======== Source document ========

# Beer



## JamesF (May 20, 2016)

what is your favorite? Here's mine while I wait for the chicken to marinate.


----------



## luredaddy (May 25, 2004)

JamesF said:


> what is your favorite? Here's mine while I wait for the chicken to marinate.
> View attachment 370209


Really, Creme Brulee Beer ! What happened to Molsons, Heinikin, Labatts, IRON CITY, Pabst Blue Ribbon !! Just kidding ! Enjoy your beer !! It amazes me how many beers are out there now. 

Probably my favorite beer of all time, was any 3.2% beer, after I turned 18, and could go into Lefty and Jims in Warren for a few. Those were the days. John


----------



## Flathead76 (May 2, 2010)

Free followed by cold.


----------



## walleye willey (May 29, 2014)

I like some of the craft beers, but give me an ice cold Moosehead Canadian and I’m happy


----------



## JamesF (May 20, 2016)

This beer is actually very good. High in taste and alcohol content. Very smooth for a stout beer. Not bitter and goes with a lot of foods.

======== Supplied records ========

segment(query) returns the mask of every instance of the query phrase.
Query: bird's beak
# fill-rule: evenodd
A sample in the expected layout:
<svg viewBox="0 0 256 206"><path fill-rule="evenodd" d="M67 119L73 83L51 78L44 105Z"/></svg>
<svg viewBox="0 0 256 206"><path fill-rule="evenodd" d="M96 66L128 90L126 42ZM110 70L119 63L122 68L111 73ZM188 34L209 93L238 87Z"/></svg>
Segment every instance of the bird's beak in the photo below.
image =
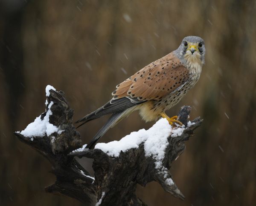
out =
<svg viewBox="0 0 256 206"><path fill-rule="evenodd" d="M196 51L198 51L198 49L196 46L195 45L190 45L188 49L188 50L190 50L192 54Z"/></svg>

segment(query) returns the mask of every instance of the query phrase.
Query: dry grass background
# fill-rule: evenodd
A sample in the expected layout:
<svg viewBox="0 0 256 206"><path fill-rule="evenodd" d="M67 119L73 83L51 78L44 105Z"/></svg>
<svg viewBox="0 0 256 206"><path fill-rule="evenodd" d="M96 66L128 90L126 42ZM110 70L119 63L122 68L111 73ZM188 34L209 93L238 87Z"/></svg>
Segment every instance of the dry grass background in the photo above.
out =
<svg viewBox="0 0 256 206"><path fill-rule="evenodd" d="M9 3L18 8L18 1ZM254 205L255 1L40 0L18 11L6 2L0 1L0 205L81 205L44 192L55 180L50 164L12 134L44 111L46 85L65 92L77 120L193 35L205 40L206 65L194 88L168 112L191 105L191 118L204 119L171 169L186 200L156 183L138 186L138 196L151 206ZM79 129L84 143L107 119ZM151 125L133 114L101 141ZM91 162L81 162L92 171Z"/></svg>

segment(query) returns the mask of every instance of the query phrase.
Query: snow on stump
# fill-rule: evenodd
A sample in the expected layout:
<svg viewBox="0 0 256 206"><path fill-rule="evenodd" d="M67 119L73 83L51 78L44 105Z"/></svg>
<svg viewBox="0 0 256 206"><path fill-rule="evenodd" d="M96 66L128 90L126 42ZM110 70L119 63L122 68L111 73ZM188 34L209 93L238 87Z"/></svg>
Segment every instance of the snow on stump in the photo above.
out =
<svg viewBox="0 0 256 206"><path fill-rule="evenodd" d="M56 180L47 192L60 193L86 205L146 205L136 197L137 185L145 186L156 181L166 191L184 199L169 169L202 121L200 117L188 121L189 106L183 107L178 114L184 124L181 127L172 127L161 119L147 130L131 132L119 141L98 143L91 150L82 146L72 124L74 111L63 92L49 86L46 92L46 112L15 134L52 164ZM94 159L94 177L76 156Z"/></svg>

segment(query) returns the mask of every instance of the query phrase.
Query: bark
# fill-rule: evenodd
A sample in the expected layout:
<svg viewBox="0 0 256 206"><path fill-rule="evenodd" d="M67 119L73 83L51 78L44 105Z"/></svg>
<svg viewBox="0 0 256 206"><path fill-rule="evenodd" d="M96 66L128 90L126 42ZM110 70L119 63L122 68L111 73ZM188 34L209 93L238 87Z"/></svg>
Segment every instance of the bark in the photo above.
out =
<svg viewBox="0 0 256 206"><path fill-rule="evenodd" d="M172 178L169 170L172 162L185 149L185 141L193 135L194 130L203 120L196 118L192 121L193 124L187 126L190 107L183 107L179 112L179 119L186 128L181 135L169 137L163 167L156 169L155 160L145 155L143 143L138 148L121 152L117 157L110 157L98 149L70 153L82 146L80 134L72 124L74 111L70 108L63 92L50 90L50 93L48 102L53 101L54 104L50 109L52 114L49 122L64 132L49 136L34 137L32 140L20 133L15 133L20 141L36 149L52 164L51 172L56 180L45 188L47 192L61 193L86 205L95 205L101 200L101 206L143 206L146 205L136 197L137 184L145 186L156 181L166 192L182 200L184 198L176 184L169 181ZM41 115L42 119L48 109L47 106L47 111ZM76 157L93 159L95 180L76 161Z"/></svg>

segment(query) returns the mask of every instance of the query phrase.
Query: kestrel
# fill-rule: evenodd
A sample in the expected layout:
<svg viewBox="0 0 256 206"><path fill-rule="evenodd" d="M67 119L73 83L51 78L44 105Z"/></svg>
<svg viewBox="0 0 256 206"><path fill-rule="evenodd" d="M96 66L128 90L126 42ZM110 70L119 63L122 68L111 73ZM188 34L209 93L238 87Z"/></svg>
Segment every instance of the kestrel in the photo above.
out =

========

Stated goal A: Repeat word for word the passage of the beer thread starting with "Really, Creme Brulee" and going on through "followed by cold.".
Stated goal B: In the beer thread, what place does luredaddy name as somewhere to go for a few beers after turning 18?
The rows come from a separate source and are not part of the beer thread.

Right answer A:
Really, Creme Brulee Beer ! What happened to Molsons, Heinikin, Labatts, IRON CITY, Pabst Blue Ribbon !! Just kidding ! Enjoy your beer !! It amazes me how many beers are out there now. 

Probably my favorite beer of all time, was any 3.2% beer, after I turned 18, and could go into Lefty and Jims in Warren for a few. Those were the days. John


----------



## Flathead76 (May 2, 2010)

Free followed by cold.

Right answer B: Lefty and Jims in Warren.